## [EXTRAIT DU TEXTE]
Le temps de souffler quelque peu et le football argentin redémarre au sprint. Avec un championnat resserré qui s’étale sur à peine plus de quatre mois, les prochaines semaines s’annoncent dense. Avec une question, celle de savoir si les gros bras de la Copa seront ceux du deuxième semestre.
Avec une élite composée de vingt-huit clubs, l’Argentine doit toujours s’arracher les cheveux pour mettre en place un calendrier cohérent. Et lorsqu’ajouté à celui, la fin d’année propose une Coupe du Monde en novembre, la conséquence est que l’agenda proposé aux clubs de l’élite se réduit davantage. Ainsi, après la Copa de la Liga remportée par Boca, le mois de juin était synonyme de coup d’envoi du championnat avec un bouquet final, la vingt-septième journée, prévu le 23 octobre prochain. En d’autres termes, l’Argentine a vingt semaines pour placer vingt-sept journées, le tout en prenant en compte les compétitions continentales qui vont également venir percuter le championnat. Autant dire que le marathon aura plutôt l’air d’un sprint.

## [DONNÉES FOURNIES]
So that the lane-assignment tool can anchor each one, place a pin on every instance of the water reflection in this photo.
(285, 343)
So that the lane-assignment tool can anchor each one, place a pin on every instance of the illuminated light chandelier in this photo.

## [DÉFIS]
• 1. Dites si chaque phrase est d'accord avec l'article sur le championnat argentin, en répondant oui ou non et en citant mot pour mot les mots de l'article qui le montrent.
(a) L'élite argentine compte vingt-huit clubs.
(b) La Copa de la Liga a été gagnée par River.
(c) La vingt-septième journée doit se jouer le 23 octobre.
• 2. Recopiez un passage de l'article sur le championnat argentin. Partez des mots « Avec une élite » et arrêtez-vous après « l’air d’un sprint. ».
La liste est un matériau à part, sans rapport avec l'article.

## [CORRIGÉ]
• 1.
(a) Oui : « Avec une élite composée de vingt-huit clubs ».
(b) Non : « après la Copa de la Liga remportée par Boca ».
(c) Oui : « la vingt-septième journée, prévu le 23 octobre prochain ».

• 2.
Avec une élite composée de vingt-huit clubs, l’Argentine doit toujours s’arracher les cheveux pour mettre en place un calendrier cohérent. Et lorsqu’ajouté à celui, la fin d’année propose une Coupe du Monde en novembre, la conséquence est que l’agenda proposé aux clubs de l’élite se réduit davantage. Ainsi, après la Copa de la Liga remportée par Boca, le mois de juin était synonyme de coup d’envoi du championnat avec un bouquet final, la vingt-septième journée, prévu le 23 octobre prochain. En d’autres termes, l’Argentine a vingt semaines pour placer vingt-sept journées, le tout en prenant en compte les compétitions continentales qui vont également venir percuter le championnat. Autant dire que le marathon aura plutôt l’air d’un sprint.